_REQUIREMENT_
Set all of the entries down again precisely as they are written.

_RECORDS FOR THE TASK_
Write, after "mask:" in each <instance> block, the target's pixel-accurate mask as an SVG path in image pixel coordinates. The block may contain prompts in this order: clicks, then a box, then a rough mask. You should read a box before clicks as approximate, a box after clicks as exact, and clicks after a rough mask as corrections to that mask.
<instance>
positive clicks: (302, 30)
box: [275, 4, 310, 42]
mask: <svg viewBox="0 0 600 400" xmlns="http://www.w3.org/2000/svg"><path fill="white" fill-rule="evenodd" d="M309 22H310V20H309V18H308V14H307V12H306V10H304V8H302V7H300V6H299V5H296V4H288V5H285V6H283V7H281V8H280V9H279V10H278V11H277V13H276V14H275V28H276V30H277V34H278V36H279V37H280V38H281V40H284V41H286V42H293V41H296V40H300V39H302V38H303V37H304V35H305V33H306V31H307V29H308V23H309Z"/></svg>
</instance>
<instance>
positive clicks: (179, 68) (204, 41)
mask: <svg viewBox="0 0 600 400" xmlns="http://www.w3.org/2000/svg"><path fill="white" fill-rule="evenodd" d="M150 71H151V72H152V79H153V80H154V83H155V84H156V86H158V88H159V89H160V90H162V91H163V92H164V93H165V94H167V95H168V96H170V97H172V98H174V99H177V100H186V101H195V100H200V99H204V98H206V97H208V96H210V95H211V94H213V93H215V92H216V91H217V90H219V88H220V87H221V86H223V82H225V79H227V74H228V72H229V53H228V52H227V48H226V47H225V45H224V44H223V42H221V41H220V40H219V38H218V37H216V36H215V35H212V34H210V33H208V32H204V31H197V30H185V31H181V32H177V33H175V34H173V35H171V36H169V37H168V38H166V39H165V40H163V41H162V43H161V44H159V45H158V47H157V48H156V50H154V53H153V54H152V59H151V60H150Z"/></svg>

_FINISHED TASK_
Write, after "mask:" in each <instance> block, the target's pixel-accurate mask as an SVG path in image pixel coordinates. The block may contain prompts in this order: clicks, then a box, then a rough mask. You should read a box before clicks as approximate, a box after clicks as exact, and clicks after a rough mask as corrections to that mask.
<instance>
positive clicks: (302, 30)
box: [275, 4, 310, 42]
mask: <svg viewBox="0 0 600 400" xmlns="http://www.w3.org/2000/svg"><path fill="white" fill-rule="evenodd" d="M309 22H310V20H309V18H308V14H307V12H306V10H304V8H302V7H300V6H299V5H296V4H288V5H285V6H283V7H281V8H280V9H279V10H278V11H277V13H276V14H275V28H276V30H277V34H278V36H279V37H280V38H281V40H284V41H286V42H293V41H296V40H300V39H302V38H303V37H304V35H305V33H306V31H307V29H308V23H309Z"/></svg>
</instance>
<instance>
positive clicks: (179, 68) (204, 41)
mask: <svg viewBox="0 0 600 400" xmlns="http://www.w3.org/2000/svg"><path fill="white" fill-rule="evenodd" d="M150 71H151V72H152V79H153V80H154V83H155V84H156V86H158V88H159V89H160V90H162V91H163V92H164V93H165V94H167V95H168V96H170V97H172V98H174V99H177V100H186V101H195V100H200V99H204V98H206V97H208V96H210V95H211V94H213V93H215V92H216V91H217V90H219V88H220V87H221V86H223V82H225V79H227V74H228V72H229V53H228V52H227V48H226V47H225V45H224V44H223V42H221V41H220V40H219V38H218V37H216V36H215V35H212V34H210V33H208V32H204V31H197V30H185V31H181V32H177V33H175V34H173V35H171V36H169V37H168V38H166V39H165V40H163V41H162V43H161V44H159V45H158V47H157V48H156V50H154V53H153V54H152V59H151V60H150Z"/></svg>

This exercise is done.